SET EXERCISE 1: In the text on the Barneys sale hearing, why have vendors been rattled by the questions surrounding Barneys' fate? Answer in one to three sentences.

TEXT SECTION:
----------------
Early on in the hearing, Morris encouraged the parties to continue working on a solution that would preserve Barneys as a going concern. “I have six conference rooms waiting for you,” she said. “I’m just trying to hear an alternative.”
But ABG’s attorney, Richard Chesley of DLA Piper, objected to the notion of further delays. “We have abided by the rules and we came here to have a sale-order approved,” he said.
Morris did approve that sale-order and brought the hearing to a close, though she did not exclude the possibility of a last-minute bid coming in, when Sussberg told her that he would inform the court if anything changed before the sale’s expected closing at 10 a.m. on Friday.
“It is a sad day, I think, really,” Morris said at the end of the hearing.
Following the decision, Barneys released the following statement: “Earlier today, the court approved the sale of Barneys New York to Authentic Brands Group, in partnership with Saks. Importantly, the sale has not concluded and other bidders can still come forward before tomorrow’s closing. Over the past several months, we have worked diligently with the court, our lenders and creditors to maximize the value of Barneys in this sale process, and we continue to work with all relevant parties towards the best solution for Barneys’ employees, designers and vendors, and customers.”
Already, questions surrounding Barneys’ fate have rattled vendors, who’ve faced the fraught choice of shipping to a retailer whose inventory could very well end up in a liquidation sale, as well as the hundreds of employees who have been waiting to hear if they’d still have a job come November.
The creditors committee, which includes vendors, landlords and a union representing some 800 Barneys employees, had appeared to be holding out hopes that Ben-Avraham’s going concern bid would prevail.
While ABG’s stalking-horse deal envisions liquidating Barneys inventory, Ben-Avraham’s will-he-won’t-he efforts over the past several weeks had kept the hope alive for the retailer to more or less maintain its current presence, keeping at least five stores open.
----------------
[Image location labeling listing]

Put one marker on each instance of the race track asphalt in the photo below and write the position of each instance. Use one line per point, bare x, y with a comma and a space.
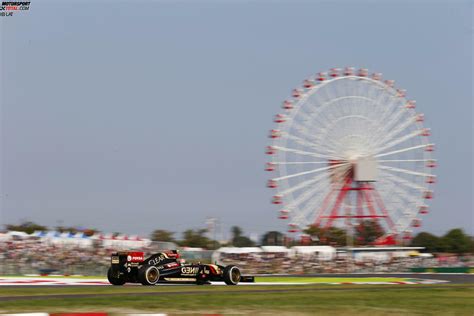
453, 278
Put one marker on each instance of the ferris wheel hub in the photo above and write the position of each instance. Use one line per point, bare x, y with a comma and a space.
350, 147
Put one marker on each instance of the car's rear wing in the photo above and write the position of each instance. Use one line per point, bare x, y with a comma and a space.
247, 279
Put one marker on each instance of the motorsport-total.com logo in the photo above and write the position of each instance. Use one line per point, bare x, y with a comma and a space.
10, 7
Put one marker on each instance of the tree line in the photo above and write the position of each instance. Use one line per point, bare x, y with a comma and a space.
364, 234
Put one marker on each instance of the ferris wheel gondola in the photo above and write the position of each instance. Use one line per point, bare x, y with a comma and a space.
348, 147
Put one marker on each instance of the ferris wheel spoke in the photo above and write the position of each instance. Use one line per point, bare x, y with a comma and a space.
304, 184
304, 196
421, 174
390, 110
301, 141
303, 153
409, 122
310, 211
403, 181
405, 160
399, 141
299, 162
344, 115
309, 172
402, 150
402, 194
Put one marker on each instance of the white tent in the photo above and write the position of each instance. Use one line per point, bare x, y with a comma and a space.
275, 249
322, 252
234, 250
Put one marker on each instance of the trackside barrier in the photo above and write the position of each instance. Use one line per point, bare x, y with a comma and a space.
443, 270
82, 314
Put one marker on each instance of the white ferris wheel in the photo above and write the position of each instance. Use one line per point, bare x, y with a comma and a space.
349, 147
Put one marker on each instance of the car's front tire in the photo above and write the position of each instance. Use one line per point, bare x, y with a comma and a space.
231, 275
148, 275
114, 280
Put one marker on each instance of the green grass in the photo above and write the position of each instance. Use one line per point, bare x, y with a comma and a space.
301, 299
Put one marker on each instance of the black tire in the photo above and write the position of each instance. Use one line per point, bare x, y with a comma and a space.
148, 275
114, 280
231, 275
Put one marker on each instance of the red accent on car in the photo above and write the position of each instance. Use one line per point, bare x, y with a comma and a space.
135, 256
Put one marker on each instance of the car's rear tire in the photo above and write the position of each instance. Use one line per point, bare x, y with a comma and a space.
231, 275
148, 275
114, 280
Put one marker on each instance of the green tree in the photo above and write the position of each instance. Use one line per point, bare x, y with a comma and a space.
238, 240
327, 236
273, 238
162, 235
457, 241
27, 227
197, 238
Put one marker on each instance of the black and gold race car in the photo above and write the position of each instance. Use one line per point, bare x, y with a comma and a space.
166, 267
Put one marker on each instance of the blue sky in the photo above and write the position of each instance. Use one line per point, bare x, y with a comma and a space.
155, 115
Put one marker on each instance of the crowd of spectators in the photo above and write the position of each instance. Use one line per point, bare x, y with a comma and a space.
282, 263
34, 256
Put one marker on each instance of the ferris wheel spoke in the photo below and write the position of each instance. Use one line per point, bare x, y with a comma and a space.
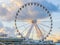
29, 31
39, 33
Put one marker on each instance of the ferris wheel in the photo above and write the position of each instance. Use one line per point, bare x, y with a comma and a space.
33, 21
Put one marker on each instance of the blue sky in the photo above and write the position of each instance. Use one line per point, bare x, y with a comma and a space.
8, 9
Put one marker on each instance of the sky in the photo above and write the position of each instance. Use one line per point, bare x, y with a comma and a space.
8, 9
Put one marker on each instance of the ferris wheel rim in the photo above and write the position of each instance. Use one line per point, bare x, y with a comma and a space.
36, 4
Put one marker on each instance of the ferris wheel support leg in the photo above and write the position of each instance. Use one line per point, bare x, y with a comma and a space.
28, 34
39, 33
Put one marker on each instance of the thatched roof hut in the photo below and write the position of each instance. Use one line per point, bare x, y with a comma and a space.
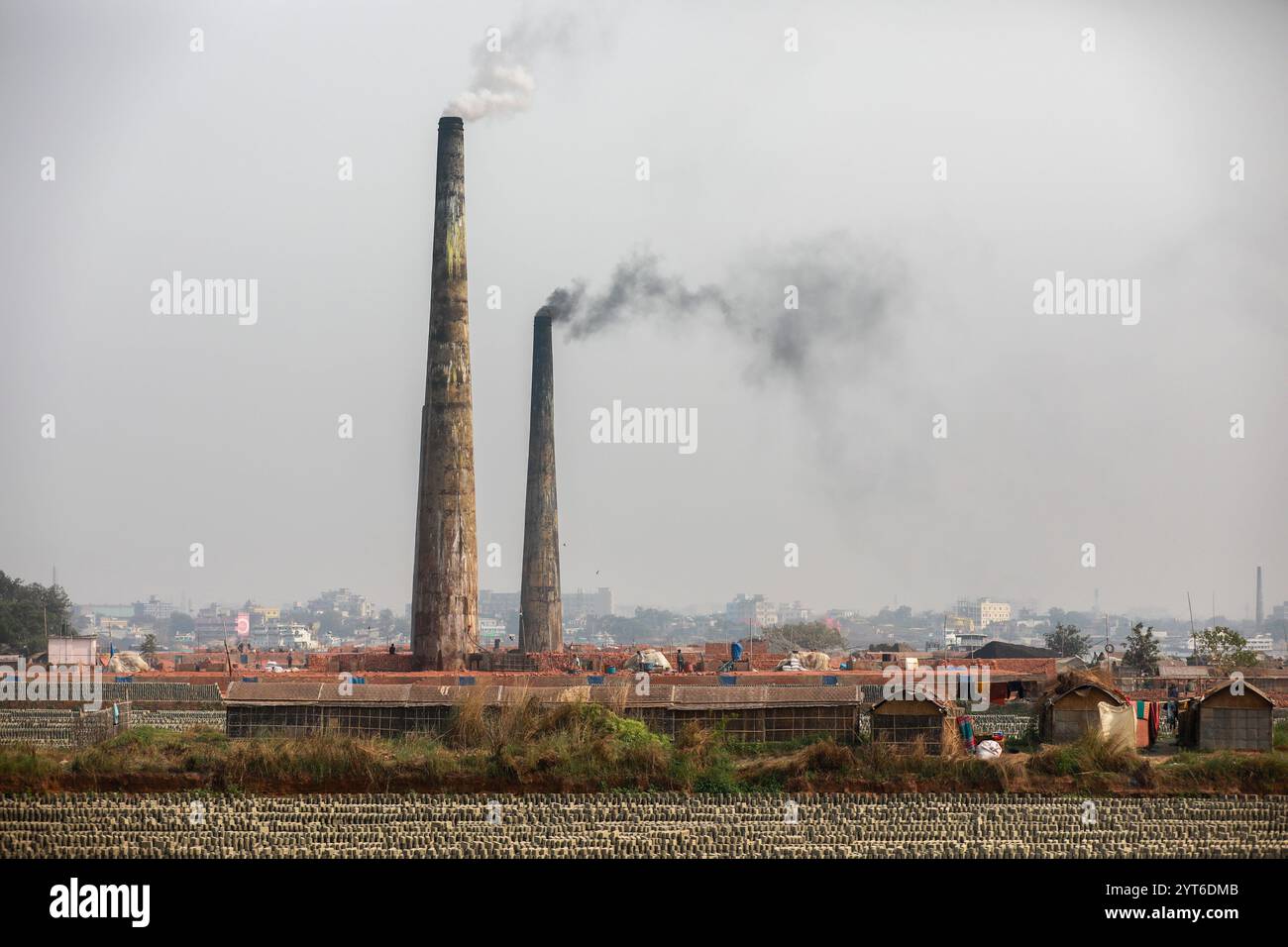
----------------
SET EXERCISE 2: Reproduce the lines of the listing from the line containing "spoke in the photo below" through the end of the listing, both ends included, leaving out the pictures.

EXERCISE ANSWER 1: Vendors have faced the fraught choice of whether to keep shipping to Barneys. The retailer's inventory could very well end up in a liquidation sale.

EXERCISE ANSWER 2:
Put one marker on each instance of the ferris wheel spoke in the photo below and write the position of each instance. Use one line per point, bare x, y with a comma and a space.
29, 31
39, 33
Put one marker on each instance of the ferris wheel in the photo above and write the position of each instance. Use one line per point, bare x, y with a comma and a space.
33, 21
Put one marker on each instance of the blue sky in the photo above and write the position of each instance. Use one line per point, bare x, y with a comma and a space.
8, 9
Put one marker on each instance of the sky in the photo above and write the position of each instance. Use one line per point, bare x, y with a comma and a space.
8, 9
Put one marker on each instance of the ferris wheel rim in the photo above and write the position of each instance. Use one line per point, bare x, y with a comma and a space.
36, 4
Put one marker on each instance of the ferris wheel support leg in the photo above and write the position of each instance. Use one line per point, bare x, y with a comma and a space.
28, 34
39, 33
Put one marker on each instance of the thatched roof hut in the photo below and write the position of each instance. Use one line per point, bare x, y with a comma and a space.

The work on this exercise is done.